EXERCISE GOAL: Quote every item below verbatim, keeping each line as it appears.

Rows from a dataset:

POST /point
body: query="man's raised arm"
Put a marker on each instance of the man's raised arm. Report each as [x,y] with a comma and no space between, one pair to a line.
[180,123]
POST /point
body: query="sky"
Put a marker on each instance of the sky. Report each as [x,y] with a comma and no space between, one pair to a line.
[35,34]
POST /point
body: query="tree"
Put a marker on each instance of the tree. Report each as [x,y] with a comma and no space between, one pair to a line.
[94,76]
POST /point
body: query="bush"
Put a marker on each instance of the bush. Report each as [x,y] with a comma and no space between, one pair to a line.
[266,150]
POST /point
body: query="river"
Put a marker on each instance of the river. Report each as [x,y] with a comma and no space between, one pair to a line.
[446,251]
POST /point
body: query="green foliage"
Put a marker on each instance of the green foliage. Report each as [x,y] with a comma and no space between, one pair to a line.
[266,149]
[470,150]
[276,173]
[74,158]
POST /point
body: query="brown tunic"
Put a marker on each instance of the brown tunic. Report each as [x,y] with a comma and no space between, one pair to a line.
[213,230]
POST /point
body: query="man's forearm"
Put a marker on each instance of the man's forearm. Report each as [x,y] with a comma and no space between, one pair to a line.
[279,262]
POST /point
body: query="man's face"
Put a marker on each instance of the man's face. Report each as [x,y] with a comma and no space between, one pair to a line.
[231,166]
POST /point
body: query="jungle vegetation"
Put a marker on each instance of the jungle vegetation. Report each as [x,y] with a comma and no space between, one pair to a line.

ANSWER TO THIS EXERCISE:
POST /point
body: query="man's raised arm"
Put a marker on each instance of the man's raised arm. Report each as [x,y] with a comma and no space between, one pair to a line.
[180,123]
POST /point
body: query="sky"
Put a marker on each instance of the sky. Report each as [x,y] with a comma and no space between, one pair to a line.
[35,34]
POST /point
body: query="tree"
Put a marker on each instance of the tree. Report each as [x,y] with a comma and no space between, one pair to a line.
[94,76]
POST /point
body: query="bush"
Put a marker on each instance of the bush. Report each as [x,y] with a comma and no space between, one pair to a line.
[266,150]
POST /point
body: query="river"
Put a marker on each instance of the river. Report each as [x,y] with a comma and no space between, one pair to a line.
[446,251]
POST /point
body: query="green foliage"
Put a marker on each instance of the green foliage. Report each as [x,y] with a comma and no space between, one pair to a line.
[266,149]
[470,150]
[276,173]
[74,158]
POST /point
body: query="brown tunic"
Put a marker on each instance of the brown tunic. Report each as [x,y] with a comma and no space between, one pair to a line.
[213,230]
POST /point
body: query="man's forearm"
Put a marker on each instance of the man's forearm. Report each as [x,y] with a comma and no space between, one pair to a line.
[279,262]
POST /point
body: query="man's face"
Put a marker on each instance of the man's face. Report each as [x,y] with a comma and no space between, one pair to a line.
[231,166]
POST /point
body: query="jungle vegetation"
Put a marker on each instance of the jungle vegetation. Report each as [x,y] with a comma and no space between, one pair to a line.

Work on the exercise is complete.